[START OF PROVIDED PASSAGE]

This approach would also allow more client clusters to mount the respective storage resources.
Client cluster compatibility considerations
vSphere clusters that wish to mount a datastore provided by vSAN Max will have a thin layer of vSAN installed on the hosts to provide the connectivity. This step in the configuration of the client cluster is what makes a vSphere cluster a “vSAN compute cluster” as stated in the UI. Installation of the software is an automated one-time process that occurs on each hosts in a vSphere cluster.
vSAN HCI clusters can also act as a client cluster, connecting to a vSAN Max datastore. At this time, only vSAN HCI clusters using the ESA can mount a vSAN Max datastore. This is because vSAN Max is built using vSAN ESA.
Understand cluster licensing
The new vSAN Max offering will be licensed separately from existing vSAN editions. vSAN Max will be offered as a subscription and planned to be licensed on a per Tebibyte metric, meaning that existing vSAN editions will not include vSAN Max. The vSAN Max license includes everything needed to run a vSAN Max cluster. No licenses of vSphere, etc. are needed.
vSAN Max requires vSAN ReadyNodes certified specifically for vSAN Max, and requires of minimum of 6 hosts. There will be no support for in-place upgrades/conversions from the other vSAN licensing types to vSAN Max.
For the most up to date vSAN Max pricing and packaging, please view the vSAN Licensing Guide.
Networking
Use fast networking from compute clusters to the vSAN Max cluster.

[END OF PROVIDED PASSAGE]
[START OF ENTRIES SHOWN]

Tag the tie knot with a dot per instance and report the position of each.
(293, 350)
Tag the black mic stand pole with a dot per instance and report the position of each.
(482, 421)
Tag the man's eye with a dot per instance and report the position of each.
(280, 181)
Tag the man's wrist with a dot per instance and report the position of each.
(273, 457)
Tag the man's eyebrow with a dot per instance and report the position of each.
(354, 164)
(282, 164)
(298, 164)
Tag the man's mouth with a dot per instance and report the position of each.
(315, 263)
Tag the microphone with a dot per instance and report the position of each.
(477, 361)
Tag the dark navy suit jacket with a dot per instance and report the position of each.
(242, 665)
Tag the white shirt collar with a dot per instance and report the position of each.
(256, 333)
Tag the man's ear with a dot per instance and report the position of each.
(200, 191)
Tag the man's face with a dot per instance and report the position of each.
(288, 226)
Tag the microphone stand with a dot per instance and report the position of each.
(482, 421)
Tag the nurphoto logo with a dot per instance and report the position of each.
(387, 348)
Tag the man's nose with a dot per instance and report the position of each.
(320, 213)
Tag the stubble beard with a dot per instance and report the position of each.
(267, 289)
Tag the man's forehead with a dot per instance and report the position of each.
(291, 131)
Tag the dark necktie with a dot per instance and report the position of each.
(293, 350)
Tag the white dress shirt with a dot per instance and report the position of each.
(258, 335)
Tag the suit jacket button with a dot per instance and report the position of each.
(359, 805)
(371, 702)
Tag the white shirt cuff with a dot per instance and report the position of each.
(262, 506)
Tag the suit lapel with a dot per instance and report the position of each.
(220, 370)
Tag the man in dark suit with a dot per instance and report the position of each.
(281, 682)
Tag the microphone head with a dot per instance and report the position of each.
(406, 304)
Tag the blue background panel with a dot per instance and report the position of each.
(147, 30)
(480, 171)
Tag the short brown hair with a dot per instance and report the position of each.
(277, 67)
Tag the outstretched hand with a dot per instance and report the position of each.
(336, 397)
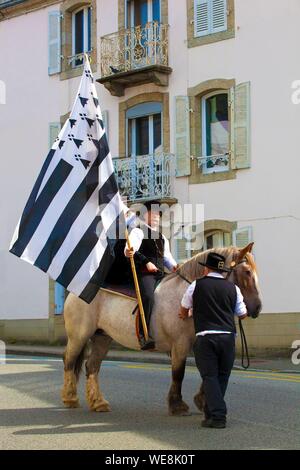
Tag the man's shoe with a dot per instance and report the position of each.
(213, 423)
(146, 345)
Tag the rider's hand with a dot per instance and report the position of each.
(129, 253)
(151, 267)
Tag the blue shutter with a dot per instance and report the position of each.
(240, 126)
(54, 42)
(201, 17)
(218, 16)
(105, 123)
(182, 137)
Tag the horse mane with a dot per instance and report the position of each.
(250, 260)
(191, 269)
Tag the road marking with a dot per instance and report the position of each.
(247, 375)
(277, 376)
(265, 377)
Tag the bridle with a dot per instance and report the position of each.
(245, 352)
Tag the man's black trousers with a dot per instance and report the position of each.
(214, 355)
(148, 283)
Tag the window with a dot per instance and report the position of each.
(216, 239)
(141, 12)
(210, 16)
(215, 133)
(144, 129)
(81, 33)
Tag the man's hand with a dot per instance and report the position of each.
(129, 253)
(184, 313)
(151, 267)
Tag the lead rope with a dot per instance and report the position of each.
(244, 346)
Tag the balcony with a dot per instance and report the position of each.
(145, 177)
(135, 56)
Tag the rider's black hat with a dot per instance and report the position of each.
(152, 205)
(216, 262)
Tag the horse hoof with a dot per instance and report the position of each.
(71, 403)
(182, 409)
(198, 400)
(102, 407)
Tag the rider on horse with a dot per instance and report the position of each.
(151, 251)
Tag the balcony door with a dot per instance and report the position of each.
(144, 146)
(141, 12)
(143, 36)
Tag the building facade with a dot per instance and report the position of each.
(197, 101)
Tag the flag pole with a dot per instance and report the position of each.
(137, 289)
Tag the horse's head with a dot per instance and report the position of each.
(244, 275)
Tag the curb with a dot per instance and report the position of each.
(115, 355)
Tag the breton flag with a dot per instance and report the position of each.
(68, 224)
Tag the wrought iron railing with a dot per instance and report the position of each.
(144, 176)
(134, 48)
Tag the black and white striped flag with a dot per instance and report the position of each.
(67, 226)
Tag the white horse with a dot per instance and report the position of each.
(110, 317)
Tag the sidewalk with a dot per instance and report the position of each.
(283, 365)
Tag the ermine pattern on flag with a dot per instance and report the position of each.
(75, 204)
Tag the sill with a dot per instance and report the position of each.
(211, 38)
(198, 177)
(118, 82)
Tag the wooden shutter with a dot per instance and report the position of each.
(218, 16)
(201, 17)
(182, 147)
(54, 128)
(106, 123)
(242, 237)
(240, 126)
(54, 42)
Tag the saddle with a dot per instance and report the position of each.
(126, 290)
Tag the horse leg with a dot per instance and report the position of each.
(199, 399)
(177, 407)
(73, 359)
(100, 343)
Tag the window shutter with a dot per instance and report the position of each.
(219, 16)
(201, 17)
(242, 237)
(240, 126)
(106, 123)
(182, 147)
(183, 250)
(54, 42)
(54, 128)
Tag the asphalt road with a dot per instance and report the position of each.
(264, 411)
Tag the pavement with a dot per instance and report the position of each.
(263, 410)
(271, 364)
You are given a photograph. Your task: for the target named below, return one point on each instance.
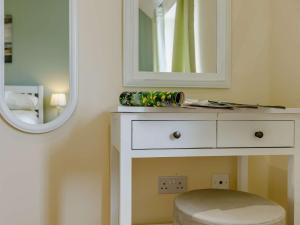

[END OF ENTRIES SHOWN]

WRITTEN INSTRUCTION –
Continue the passage on vSAN Max from the point where it stops. The entries were taken from a separate source.

OUTPUT OF THE EXERCISE –
While 100Gb networking is required within the vSAN Max cluster, hosts from compute clusters may connect with as little as 10Gb networking. Unlike a cluster-capacity sharing model between two vSAN HCI clusters, the network uplinks for the compute may demonstrate less of a burden on the network since it does not need to support any local vSAN HCI traffic.
While the support of 10Gb networking from vSAN compute clusters to vSAN Max clusters provides a lot of flexibility for extending the life of existing servers, ideally the vSAN compute clusters will use 25Gb or higher network connectivity. This will help reduce the chance of the network from the vSAN compute cluster to the vSAN Max cluster being the bottleneck.
While RDMA is supported in vSAN HCI clusters powered by the ESA, it is not supported in disaggregated environments at this time.
Understand how topologies can change traffic in a spine and leaf network.
With smaller vSAN HCI clusters, vSAN storage traffic typically stayed within the Top-of-Rack (ToR) leaf switches. With larger vSAN HCI clusters, clusters using vSAN’s Fault Domains feature, or vSAN HCI clusters using cluster-capacity sharing, this traffic will traverse across the network spine.
Depending on the size of the environment, vSAN Max may also affect how traffic traverses across a network. For example, several other vSphere clusters residing in other racks will travers the network spine to connect to the vSAN Max cluster providing storage resources. Ensuring sufficient resources at the network spine will improve performance and resilience.
Figure. How topologies may affect network traffic.
Ensure proper networking connectivity between vSAN compute clusters and vSAN Max clusters.
Since the communication between compute clusters and vSAN Max clusters is latency sensitive storage traffic, we recommend simplified network connectivity between clusters. This means avoiding Firewalls and IDS/IPS systems that may inadvertently block this mission critical storage I/O in a manner that could cause substantial disruption. Network overlays are supported, but if one runs vSAN traffic through a VDS that is managed by NSX-T, use VLAN-backed port groups to prevent a loss of access to the host or the availability of VMs. For more information, see the video “vSAN Quick Questions – Can I run vSAN traffic through a network overlay, Firewall, IDS or NSX?”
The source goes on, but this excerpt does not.